Data shown:
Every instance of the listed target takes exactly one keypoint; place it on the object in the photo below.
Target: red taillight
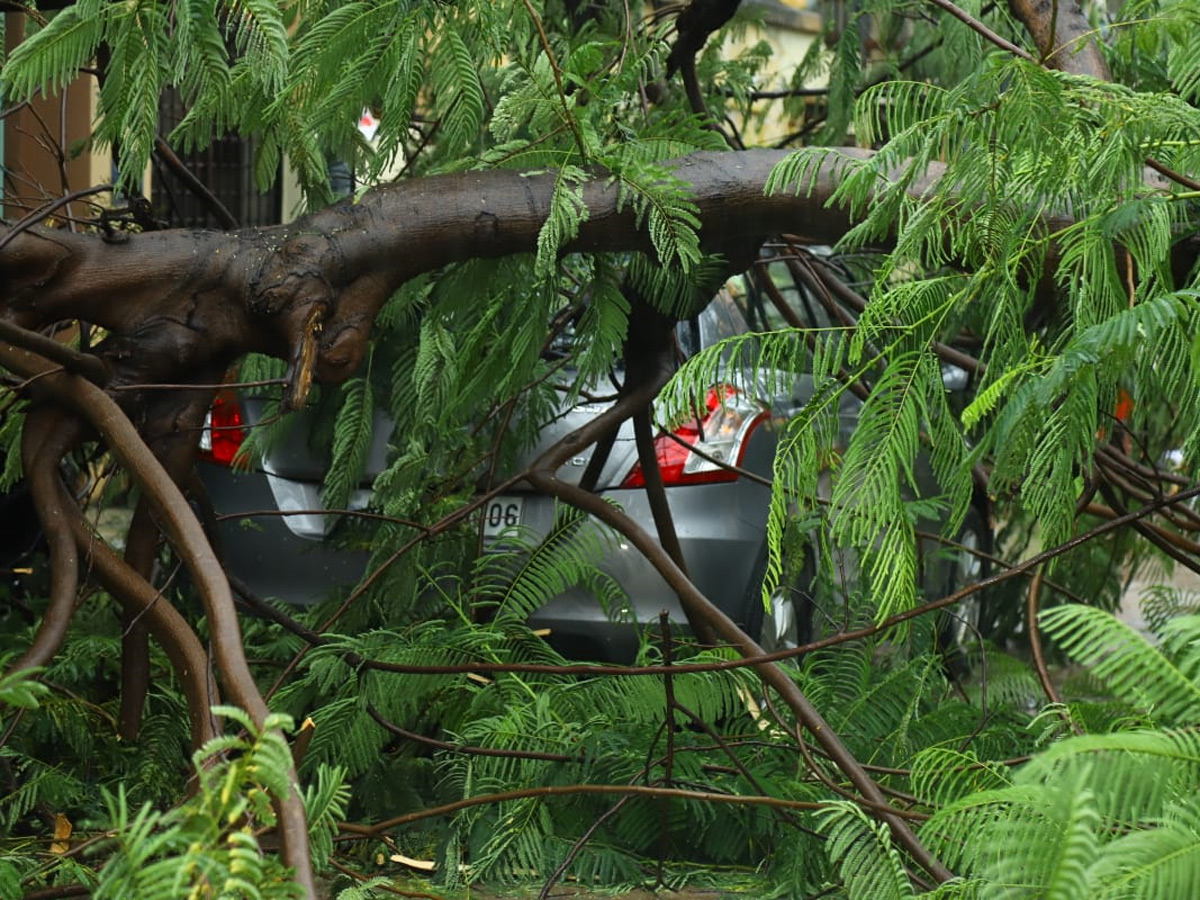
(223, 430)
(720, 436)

...

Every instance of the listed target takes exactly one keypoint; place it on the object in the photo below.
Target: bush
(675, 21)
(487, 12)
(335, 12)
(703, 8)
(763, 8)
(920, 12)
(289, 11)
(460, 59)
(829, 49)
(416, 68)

--

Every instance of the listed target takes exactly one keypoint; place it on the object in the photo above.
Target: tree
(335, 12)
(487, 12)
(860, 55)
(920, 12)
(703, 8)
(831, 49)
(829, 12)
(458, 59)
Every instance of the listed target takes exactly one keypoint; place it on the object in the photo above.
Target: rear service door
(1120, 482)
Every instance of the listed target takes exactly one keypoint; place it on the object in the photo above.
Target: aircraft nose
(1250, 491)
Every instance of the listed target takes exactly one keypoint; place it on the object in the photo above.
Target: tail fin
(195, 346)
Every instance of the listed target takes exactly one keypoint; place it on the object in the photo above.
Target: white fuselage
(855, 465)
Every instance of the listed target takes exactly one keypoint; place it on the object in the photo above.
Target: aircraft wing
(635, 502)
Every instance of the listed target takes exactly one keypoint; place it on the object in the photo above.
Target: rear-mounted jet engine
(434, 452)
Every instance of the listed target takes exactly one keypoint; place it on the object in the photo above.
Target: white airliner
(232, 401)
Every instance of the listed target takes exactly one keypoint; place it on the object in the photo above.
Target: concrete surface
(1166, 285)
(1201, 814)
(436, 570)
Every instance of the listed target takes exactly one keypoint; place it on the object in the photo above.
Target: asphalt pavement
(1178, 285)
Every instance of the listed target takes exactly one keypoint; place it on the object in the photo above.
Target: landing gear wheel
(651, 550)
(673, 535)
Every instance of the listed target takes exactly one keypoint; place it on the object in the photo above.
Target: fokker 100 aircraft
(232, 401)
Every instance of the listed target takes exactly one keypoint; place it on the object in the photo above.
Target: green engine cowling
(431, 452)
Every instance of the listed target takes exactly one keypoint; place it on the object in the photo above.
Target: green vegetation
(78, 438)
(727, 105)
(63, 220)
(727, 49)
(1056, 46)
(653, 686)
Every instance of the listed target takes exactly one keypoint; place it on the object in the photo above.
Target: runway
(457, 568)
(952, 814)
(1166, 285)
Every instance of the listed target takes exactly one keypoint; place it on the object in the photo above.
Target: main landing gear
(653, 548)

Instruction: Please pull out each line in the entries above that contains the word "green" and copy those lines in full.

Correct result:
Target: green engine cowling
Target: green vegetation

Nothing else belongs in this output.